Top of PROVIDED DATA

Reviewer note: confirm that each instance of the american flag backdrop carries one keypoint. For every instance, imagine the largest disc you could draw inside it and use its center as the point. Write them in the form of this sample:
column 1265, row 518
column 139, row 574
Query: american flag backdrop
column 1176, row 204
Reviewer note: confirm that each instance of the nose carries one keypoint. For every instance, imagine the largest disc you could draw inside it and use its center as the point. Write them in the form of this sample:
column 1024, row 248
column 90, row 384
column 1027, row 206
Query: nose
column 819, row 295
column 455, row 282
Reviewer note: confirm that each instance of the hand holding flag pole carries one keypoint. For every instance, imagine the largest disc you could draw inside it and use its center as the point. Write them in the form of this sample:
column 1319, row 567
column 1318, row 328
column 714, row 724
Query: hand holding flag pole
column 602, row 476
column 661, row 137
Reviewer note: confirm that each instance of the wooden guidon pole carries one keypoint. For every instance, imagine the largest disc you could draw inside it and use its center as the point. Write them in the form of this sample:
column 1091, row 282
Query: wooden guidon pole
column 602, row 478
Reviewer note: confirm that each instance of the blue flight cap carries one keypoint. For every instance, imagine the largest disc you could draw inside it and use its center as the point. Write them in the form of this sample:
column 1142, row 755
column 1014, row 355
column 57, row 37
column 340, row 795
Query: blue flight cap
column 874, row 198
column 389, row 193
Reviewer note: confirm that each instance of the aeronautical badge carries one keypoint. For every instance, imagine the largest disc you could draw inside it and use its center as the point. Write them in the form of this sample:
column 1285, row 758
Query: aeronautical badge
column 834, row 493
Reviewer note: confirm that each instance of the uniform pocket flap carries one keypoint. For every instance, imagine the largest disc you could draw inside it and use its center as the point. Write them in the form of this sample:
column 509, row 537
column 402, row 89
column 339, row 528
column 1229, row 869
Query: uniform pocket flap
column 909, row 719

Bottom of PROVIDED DATA

■ TASK PROMPT:
Copy whichever lines in the listing above contain the word "Reviewer".

■ RESULT OF THE EXERCISE:
Reviewer note: confirm that each instance of the american flag backdrop carries one keypoint. For every instance, imagine the largest disc you could draw inside it and use its center as the point. Write them in the form of this sample:
Reviewer note: confirm that each instance of the nose carries one keypoint. For every instance, imagine the largest disc you could draw inside it and use its center as the point. Write them in the form of this sample:
Reviewer note: confirm that each instance of the hand holding flag pole carries one keypoint. For every instance, imagine the largest disc you could draw inside it and use its center as the point. Write them in the form of this sample:
Reviewer note: confirm that each instance of the wooden guidon pole carries one keypoint. For every instance, imagine the largest disc you could draw inside it and use its center as the point. Write them in the form of this sample:
Reviewer note: confirm that each instance of the blue flight cap carries one keypoint. For every instance, imagine the largest disc you could draw inside it and use its center as the point. Write them in the form of this sample:
Reviewer note: confirm that each instance of the aeronautical badge carries one keypoint. For every instance, imagine the largest disc you could draw inside it and use its center as the point. Write them in the form of this sample:
Reviewer note: confirm that each instance of the uniform pocket flap carries one keypoint. For every instance, imagine the largest disc you could draw inside it and use its center as the point. Write them in the form of this sample:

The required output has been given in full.